_Prompt 1_
Reproduce word for word the passage of the article on the Kent County deputy-involved shooting that opens with the words containing "Man killed in" and closes with "reportedly mentally ill.".
_Prompt 2_
Using the article on the Kent County deputy-involved shooting, explain in one to three sentences why the Sper family asked for donations to be made to NAMI.

_Document segment_
=== Begin Enclosure ===

Man killed in deputy-involved shooting suffered mental illness
KENT COUNTY, Mich. — The man killed Tuesday evening after a fight with his brother was reportedly mentally ill.
Jonathon Sper, 30, was diagnosed with bipolar schizoaffective disorder and was in a manic state when he and his brother started fighting. His brother tried to peacefully remove him from his home, but after 2 hours, the sheriff’s office was called to help.
The two responding deputies found Sper in the garage. He reportedly did not follow instructions given by the deputies and there was a fight between him and the officers, ending with one of them shooting and killing Sper. One of the officers was bruised.
The Kent County Sheriff’s Department issued a statement Thursday expressing their condolences to the Sper family and the officers involved:
The Sper Family is mourning the loss of a beloved son, brother, and uncle. We know that Jonathan is in a better place — a place where he no longer has to wrestle with mental illness. He was diagnosed with bipolar schizoaffective disorder, and over the last decade, he was actively trying to rehabilitate himself and manage his mental illness. Even while dealing with this disorder, he was a great friend to many people. He was a dreamer, full of life, and had a fierce entrepreneurial spirit.
In addition to the thoughts and prayers going out to our family, please keep in mind the officers who were involved in this tragic event. While serving our community and risking their lives every day, members of law enforcement must confront mental illness in its worst form. Although there are already tremendous efforts in this community to provide resources for the mentally ill, the Office of the Sheriff and the Sper family have a desire to advocate for continued improvement in how mentally ill people are handled by the criminal justice system and by community mental health providers so that this tragedy is not repeated. Through this advocacy, we hope to achieve a safer community for everyone, with a safety net for those living with mental illness, enabling them to live their lives in peace.
The need to thoroughly evaluate the incident and to work through the investigation is imperative. With that said, we would like to clarify some of the initial narrative. Jonathan was dropped off at his brother’s house around 5:00 p.m. in a manic state. His brother did his best to confine Jonathan and to deescalate the situation with the intent of peacefully removing him from the property. After 2 hours, and a brief physical altercation, it was obvious that the brother needed assistance from law enforcement, at which point he called 911. The 911 operator was informed of Jonathan’s manic state. When the police arrived, the two brothers were already separated. The officers were again informed of Jonathan’s manic state from his brother. Jonathan was in the garage when the two officers arrived. Upon approaching Jonathan, the officers issued orders that were not followed. A struggle between the officers and Jonathan ensued which ended in Jonathan’s death.
The Sper family asks for two things during this time of mourning — peace and privacy from the media, and donations to be made to NAMI, the National Alliance on Mental Illness, so they can continue to support hundreds of thousands of families, advocate for better resources and tools for mental health providers, and lead awareness activities and events to encourage understanding and prevent situations like this from occurring in the future. A memorial fundraiser has been created for Jonathan Sper and can be found on NAMI’s website, littp://ifundraise.riamLorg/campaignisper
Sper was released from jail earlier Tuesday. Last week, he left a downtown restaurant without paying for his food and didn’t identify himself when confronted by police.
Wyoming Police are investigating the shooting.

=== End Enclosure ===

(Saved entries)
=== Begin Enclosure ===

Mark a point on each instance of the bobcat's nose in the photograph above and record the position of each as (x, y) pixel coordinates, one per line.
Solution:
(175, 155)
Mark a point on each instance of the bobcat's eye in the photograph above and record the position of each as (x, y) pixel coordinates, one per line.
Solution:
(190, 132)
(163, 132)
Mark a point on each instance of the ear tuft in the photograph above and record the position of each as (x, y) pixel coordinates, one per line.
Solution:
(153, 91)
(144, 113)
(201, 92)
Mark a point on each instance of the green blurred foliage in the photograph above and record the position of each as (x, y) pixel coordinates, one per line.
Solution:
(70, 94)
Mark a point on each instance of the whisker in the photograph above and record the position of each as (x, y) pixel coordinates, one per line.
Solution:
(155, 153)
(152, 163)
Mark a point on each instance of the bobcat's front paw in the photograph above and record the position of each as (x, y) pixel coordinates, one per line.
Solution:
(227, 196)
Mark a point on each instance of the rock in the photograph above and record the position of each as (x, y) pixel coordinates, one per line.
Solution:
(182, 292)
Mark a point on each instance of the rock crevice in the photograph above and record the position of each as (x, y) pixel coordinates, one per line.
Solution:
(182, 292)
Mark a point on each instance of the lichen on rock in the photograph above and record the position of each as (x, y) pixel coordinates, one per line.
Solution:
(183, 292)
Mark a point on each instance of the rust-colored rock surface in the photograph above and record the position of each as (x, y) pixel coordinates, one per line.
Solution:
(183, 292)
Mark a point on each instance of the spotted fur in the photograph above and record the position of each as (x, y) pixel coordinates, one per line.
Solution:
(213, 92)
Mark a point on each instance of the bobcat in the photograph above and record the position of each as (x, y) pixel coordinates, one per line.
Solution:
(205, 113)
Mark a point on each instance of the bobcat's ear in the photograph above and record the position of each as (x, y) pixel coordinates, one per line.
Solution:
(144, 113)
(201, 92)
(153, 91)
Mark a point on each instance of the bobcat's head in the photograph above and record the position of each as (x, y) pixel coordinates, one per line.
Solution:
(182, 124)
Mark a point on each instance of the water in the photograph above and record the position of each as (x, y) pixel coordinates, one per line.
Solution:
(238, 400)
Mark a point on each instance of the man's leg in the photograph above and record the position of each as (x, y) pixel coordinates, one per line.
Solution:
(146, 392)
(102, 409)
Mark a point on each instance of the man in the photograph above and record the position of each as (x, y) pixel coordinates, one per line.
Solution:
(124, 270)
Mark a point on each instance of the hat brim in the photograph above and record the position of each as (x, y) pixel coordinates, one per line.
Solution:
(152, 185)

=== End Enclosure ===

_Exercise result 1_
Man killed in deputy-involved shooting suffered mental illness
KENT COUNTY, Mich. — The man killed Tuesday evening after a fight with his brother was reportedly mentally ill.

_Exercise result 2_
The family wanted donations to go to NAMI, the National Alliance on Mental Illness, so it can continue to support hundreds of thousands of families and advocate for better resources and tools for mental health providers. The donations would also let NAMI lead awareness activities and events that encourage understanding and prevent situations like this from happening in the future.